WHAT TO PRODUCE – Extract the complete listing and output it unchanged.
BEGIN RECORDS TO PROCESS
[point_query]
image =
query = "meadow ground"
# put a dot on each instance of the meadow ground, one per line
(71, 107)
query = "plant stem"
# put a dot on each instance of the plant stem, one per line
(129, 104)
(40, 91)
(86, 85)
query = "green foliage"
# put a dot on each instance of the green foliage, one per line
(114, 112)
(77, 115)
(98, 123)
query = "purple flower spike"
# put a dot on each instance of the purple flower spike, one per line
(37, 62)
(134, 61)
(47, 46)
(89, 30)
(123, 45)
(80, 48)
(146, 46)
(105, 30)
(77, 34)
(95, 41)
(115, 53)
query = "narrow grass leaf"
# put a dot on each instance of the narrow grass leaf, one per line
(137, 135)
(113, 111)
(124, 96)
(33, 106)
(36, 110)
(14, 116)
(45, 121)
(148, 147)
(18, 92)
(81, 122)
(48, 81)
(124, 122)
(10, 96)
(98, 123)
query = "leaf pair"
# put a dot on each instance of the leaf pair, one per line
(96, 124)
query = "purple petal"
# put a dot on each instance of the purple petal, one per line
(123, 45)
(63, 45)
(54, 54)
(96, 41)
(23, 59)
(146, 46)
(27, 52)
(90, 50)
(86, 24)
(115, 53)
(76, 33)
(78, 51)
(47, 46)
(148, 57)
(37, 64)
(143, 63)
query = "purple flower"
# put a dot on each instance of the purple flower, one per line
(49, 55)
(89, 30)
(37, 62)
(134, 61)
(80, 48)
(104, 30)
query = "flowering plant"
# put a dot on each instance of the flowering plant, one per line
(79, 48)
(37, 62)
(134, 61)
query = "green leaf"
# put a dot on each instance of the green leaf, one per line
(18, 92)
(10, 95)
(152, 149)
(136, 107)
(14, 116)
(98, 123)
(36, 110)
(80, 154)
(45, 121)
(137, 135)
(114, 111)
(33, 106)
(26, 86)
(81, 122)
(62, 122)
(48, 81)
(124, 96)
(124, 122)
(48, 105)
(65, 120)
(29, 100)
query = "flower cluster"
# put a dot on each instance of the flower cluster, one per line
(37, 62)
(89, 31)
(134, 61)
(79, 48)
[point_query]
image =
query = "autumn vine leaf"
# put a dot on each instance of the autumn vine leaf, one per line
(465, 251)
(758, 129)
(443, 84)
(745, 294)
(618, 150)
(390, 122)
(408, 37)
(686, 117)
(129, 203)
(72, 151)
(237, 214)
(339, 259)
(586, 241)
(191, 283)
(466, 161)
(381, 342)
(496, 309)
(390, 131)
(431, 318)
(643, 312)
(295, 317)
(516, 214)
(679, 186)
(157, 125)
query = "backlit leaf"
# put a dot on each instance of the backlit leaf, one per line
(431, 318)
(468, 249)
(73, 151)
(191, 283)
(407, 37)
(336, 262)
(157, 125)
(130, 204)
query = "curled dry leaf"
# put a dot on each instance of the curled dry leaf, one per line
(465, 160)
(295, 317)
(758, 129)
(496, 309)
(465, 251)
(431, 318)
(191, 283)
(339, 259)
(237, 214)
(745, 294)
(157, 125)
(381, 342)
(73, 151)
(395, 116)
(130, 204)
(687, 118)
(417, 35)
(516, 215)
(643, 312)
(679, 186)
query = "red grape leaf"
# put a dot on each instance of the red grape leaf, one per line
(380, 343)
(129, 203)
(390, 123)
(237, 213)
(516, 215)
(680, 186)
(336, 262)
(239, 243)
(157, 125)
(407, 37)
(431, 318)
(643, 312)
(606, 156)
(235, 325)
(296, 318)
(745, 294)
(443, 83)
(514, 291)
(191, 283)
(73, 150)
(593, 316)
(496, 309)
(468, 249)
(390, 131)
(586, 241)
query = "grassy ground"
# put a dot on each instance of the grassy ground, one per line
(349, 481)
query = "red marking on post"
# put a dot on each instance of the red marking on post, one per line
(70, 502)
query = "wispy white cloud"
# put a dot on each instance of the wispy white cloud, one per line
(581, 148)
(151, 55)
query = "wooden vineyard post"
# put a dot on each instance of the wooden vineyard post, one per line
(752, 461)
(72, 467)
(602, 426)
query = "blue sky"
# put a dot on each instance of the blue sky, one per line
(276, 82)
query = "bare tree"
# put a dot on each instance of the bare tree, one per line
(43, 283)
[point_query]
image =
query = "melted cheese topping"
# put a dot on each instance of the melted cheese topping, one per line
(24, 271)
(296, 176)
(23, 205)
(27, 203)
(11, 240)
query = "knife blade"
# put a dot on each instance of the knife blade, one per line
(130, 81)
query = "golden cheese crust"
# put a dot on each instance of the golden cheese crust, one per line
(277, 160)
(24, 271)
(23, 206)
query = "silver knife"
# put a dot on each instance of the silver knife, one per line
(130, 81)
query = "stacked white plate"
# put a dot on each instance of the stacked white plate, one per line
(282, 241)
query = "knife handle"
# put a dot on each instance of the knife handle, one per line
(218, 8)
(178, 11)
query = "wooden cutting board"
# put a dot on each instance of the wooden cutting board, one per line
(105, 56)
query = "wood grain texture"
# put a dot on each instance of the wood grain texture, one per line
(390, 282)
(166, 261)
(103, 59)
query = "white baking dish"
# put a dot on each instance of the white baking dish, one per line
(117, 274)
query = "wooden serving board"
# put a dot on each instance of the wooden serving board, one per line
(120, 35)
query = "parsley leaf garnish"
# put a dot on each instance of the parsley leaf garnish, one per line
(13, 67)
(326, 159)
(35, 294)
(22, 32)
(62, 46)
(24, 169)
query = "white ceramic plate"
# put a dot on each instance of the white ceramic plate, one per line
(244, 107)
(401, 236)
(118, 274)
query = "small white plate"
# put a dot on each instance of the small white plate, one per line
END RECORDS TO PROCESS
ANSWER FOR THIS EXERCISE –
[point_query]
image =
query = "meadow ground"
# put a dot on each instance of the meadow ground, one per line
(71, 107)
query = "plant stem"
# put a dot on each instance of the plant stem, one per line
(129, 104)
(40, 91)
(86, 85)
query = "green foliage"
# put a dot on each instance of the green foliage, one per line
(114, 112)
(77, 115)
(98, 123)
query = "purple flower spike"
# put a dot on each instance of the purple flower spike, one per line
(37, 62)
(134, 61)
(47, 46)
(89, 30)
(123, 45)
(80, 48)
(146, 46)
(105, 30)
(77, 34)
(95, 41)
(115, 53)
query = "narrow grass leaf"
# put a dot on each instance of the narrow grass leaf, one per line
(137, 135)
(113, 111)
(124, 96)
(33, 106)
(36, 110)
(14, 116)
(45, 121)
(148, 147)
(18, 92)
(81, 122)
(48, 81)
(124, 122)
(10, 96)
(98, 123)
query = "leaf pair"
# put a dot on each instance of the leaf pair, one per line
(96, 124)
query = "purple petal"
# put a dot on each instance of the purple petal, one per line
(123, 45)
(63, 45)
(54, 54)
(96, 41)
(23, 59)
(146, 46)
(27, 52)
(90, 50)
(86, 24)
(115, 53)
(76, 33)
(78, 51)
(47, 46)
(148, 57)
(37, 64)
(143, 63)
query = "purple flower"
# put a dot on each instance of the purple flower, one per line
(49, 55)
(89, 30)
(37, 62)
(134, 61)
(80, 48)
(104, 30)
query = "flowering plant"
# put a dot on each instance of the flowering plant, one per line
(79, 48)
(37, 62)
(134, 61)
query = "green leaf"
# put a dot on each instance of the green leaf, one per line
(18, 92)
(10, 95)
(152, 149)
(136, 107)
(14, 116)
(98, 123)
(36, 110)
(80, 154)
(45, 121)
(137, 135)
(114, 111)
(33, 106)
(26, 86)
(81, 122)
(62, 122)
(48, 81)
(124, 96)
(124, 122)
(48, 105)
(65, 120)
(29, 100)
query = "flower cluster"
# put a dot on each instance of the flower cluster, one per line
(37, 62)
(89, 31)
(134, 61)
(79, 48)
[point_query]
image =
query = "autumn vine leaf"
# put a dot on each instance of the autumn vine leaf, one per line
(465, 251)
(758, 129)
(443, 84)
(745, 294)
(618, 150)
(390, 122)
(408, 37)
(686, 117)
(129, 203)
(72, 151)
(237, 214)
(339, 259)
(586, 241)
(191, 283)
(466, 161)
(381, 342)
(496, 309)
(390, 131)
(431, 318)
(643, 312)
(295, 317)
(516, 214)
(679, 186)
(157, 125)
query = "backlit leaf"
# put a dot on each instance of the backlit leaf, one per line
(431, 318)
(468, 249)
(73, 151)
(191, 283)
(407, 37)
(336, 262)
(157, 125)
(130, 204)
query = "curled dry leaf"
# put a dot on each instance of the curled dry leaf, one per line
(465, 160)
(295, 317)
(758, 129)
(496, 309)
(465, 251)
(431, 318)
(191, 283)
(339, 259)
(237, 214)
(745, 294)
(157, 125)
(381, 342)
(73, 151)
(395, 116)
(130, 204)
(687, 118)
(417, 35)
(516, 215)
(643, 312)
(679, 186)
query = "red grape leaf"
# put a dot on each instance of the red grape leaf, one per line
(380, 343)
(129, 203)
(390, 123)
(237, 213)
(516, 215)
(680, 186)
(336, 262)
(239, 243)
(157, 125)
(407, 37)
(431, 318)
(643, 312)
(606, 156)
(235, 325)
(296, 318)
(745, 294)
(443, 83)
(514, 291)
(191, 283)
(73, 150)
(593, 316)
(496, 309)
(468, 249)
(390, 131)
(586, 241)
query = "grassy ground"
# put a dot on each instance of the grassy ground, one per line
(349, 481)
query = "red marking on post"
# put a dot on each instance of the red marking on post, one per line
(70, 502)
query = "wispy white cloud"
# put a dot on each instance of the wispy white cloud, one per line
(581, 148)
(151, 55)
query = "wooden vineyard post"
# put a dot on each instance of the wooden vineyard post, one per line
(752, 461)
(72, 467)
(602, 426)
query = "blue sky"
# put a dot on each instance of the blue sky, one per line
(276, 82)
query = "bare tree"
# put a dot on each instance of the bare tree, one per line
(43, 283)
[point_query]
image =
query = "melted cheese topping"
# put a dot on each instance of the melted cheese topping, one per line
(24, 271)
(296, 176)
(23, 205)
(27, 203)
(11, 240)
query = "knife blade"
# put a dot on each instance of the knife blade, one per line
(130, 81)
query = "golden cheese crust"
# put a dot on each instance of the golden cheese crust, one per line
(277, 160)
(24, 271)
(23, 206)
query = "silver knife"
# put a dot on each instance of the silver knife, one per line
(130, 81)
query = "stacked white plate"
# put a dot on each instance of the stacked white plate, one per line
(282, 241)
query = "knife handle"
# put a dot on each instance of the knife handle, one per line
(218, 8)
(178, 11)
query = "wooden cutting board"
# put a dot on each instance of the wooden cutting board, one per line
(105, 56)
query = "wood grain texture"
# put a dot on each instance of the wood grain texture, one per line
(390, 282)
(166, 261)
(103, 59)
query = "white baking dish"
# put a dot on each instance of the white baking dish, one per line
(117, 274)
query = "wooden serving board"
# put a dot on each instance of the wooden serving board, one per line
(120, 35)
query = "parsley leaf garnish"
# put a dot on each instance of the parsley leaf garnish, one per line
(13, 67)
(326, 159)
(35, 294)
(22, 32)
(62, 46)
(24, 169)
query = "white ceramic plate"
# put a dot on each instance of the white ceramic plate, one per line
(244, 107)
(401, 236)
(118, 274)
query = "small white plate"
# put a dot on each instance of the small white plate, one per line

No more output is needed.